Dataset extract:
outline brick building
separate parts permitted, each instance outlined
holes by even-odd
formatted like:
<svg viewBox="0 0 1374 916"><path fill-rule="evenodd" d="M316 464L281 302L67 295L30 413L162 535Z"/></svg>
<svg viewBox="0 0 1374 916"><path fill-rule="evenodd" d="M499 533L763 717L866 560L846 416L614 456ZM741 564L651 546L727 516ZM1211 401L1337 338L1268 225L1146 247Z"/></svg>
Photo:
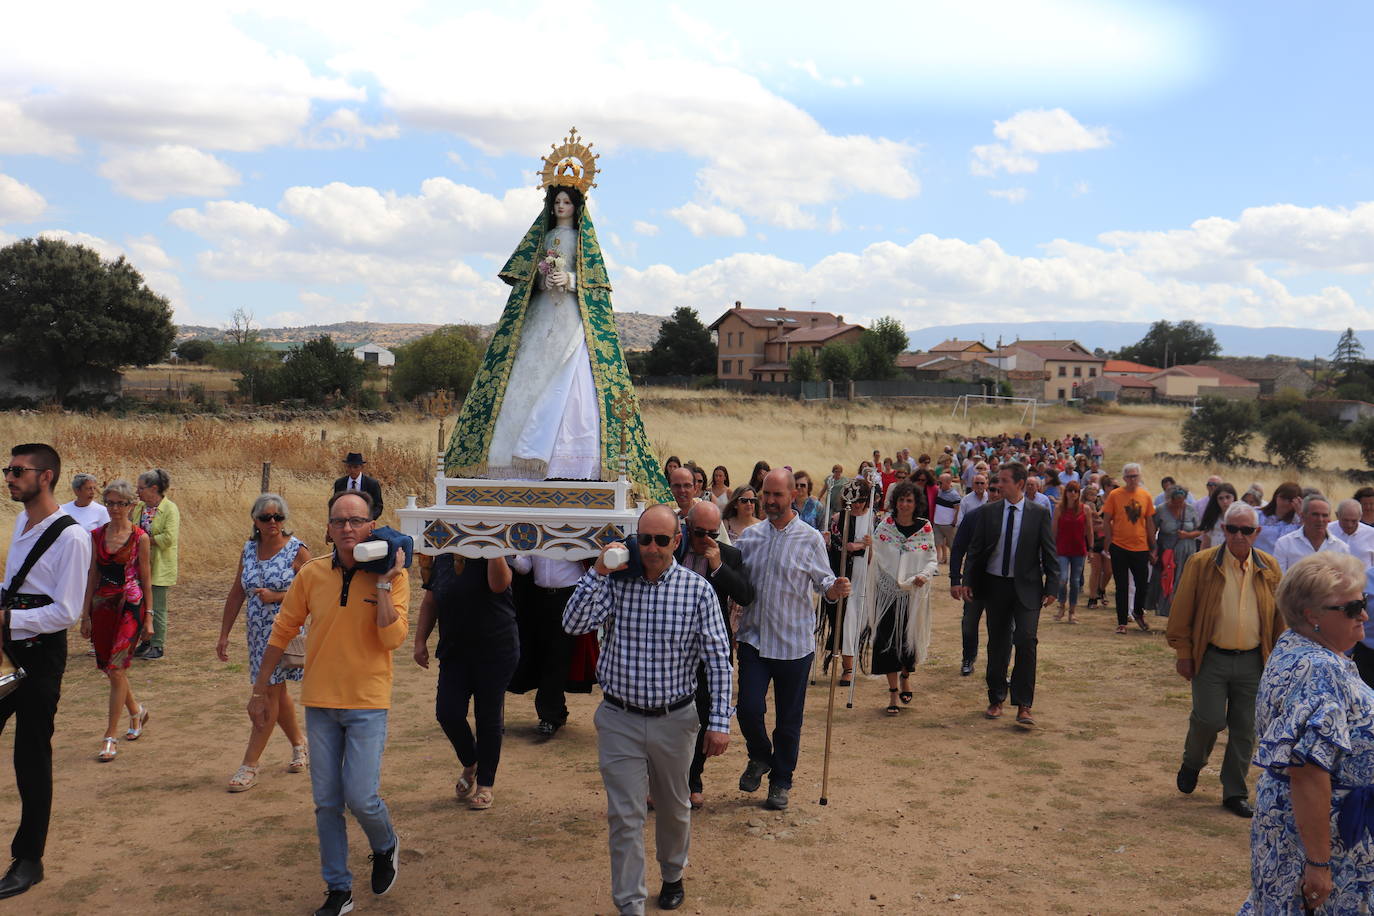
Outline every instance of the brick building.
<svg viewBox="0 0 1374 916"><path fill-rule="evenodd" d="M863 327L843 315L793 309L747 309L739 302L711 323L716 375L727 381L785 382L799 349L819 354L832 343L856 343Z"/></svg>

Work order: Write all the lines above out again exactly, minus the images.

Solution for this task:
outline brick building
separate parts permitted, each instance outlined
holes by even-odd
formatted like:
<svg viewBox="0 0 1374 916"><path fill-rule="evenodd" d="M316 464L281 302L67 295L30 413L162 535Z"/></svg>
<svg viewBox="0 0 1374 916"><path fill-rule="evenodd" d="M499 533L763 717L866 560L846 416L614 456ZM741 564L651 546L727 516ZM1211 401L1337 338L1268 225L1146 247Z"/></svg>
Photo:
Outline every instance of the brick building.
<svg viewBox="0 0 1374 916"><path fill-rule="evenodd" d="M863 327L843 315L793 309L747 309L739 302L711 323L716 375L727 381L785 382L799 349L819 354L832 343L856 343Z"/></svg>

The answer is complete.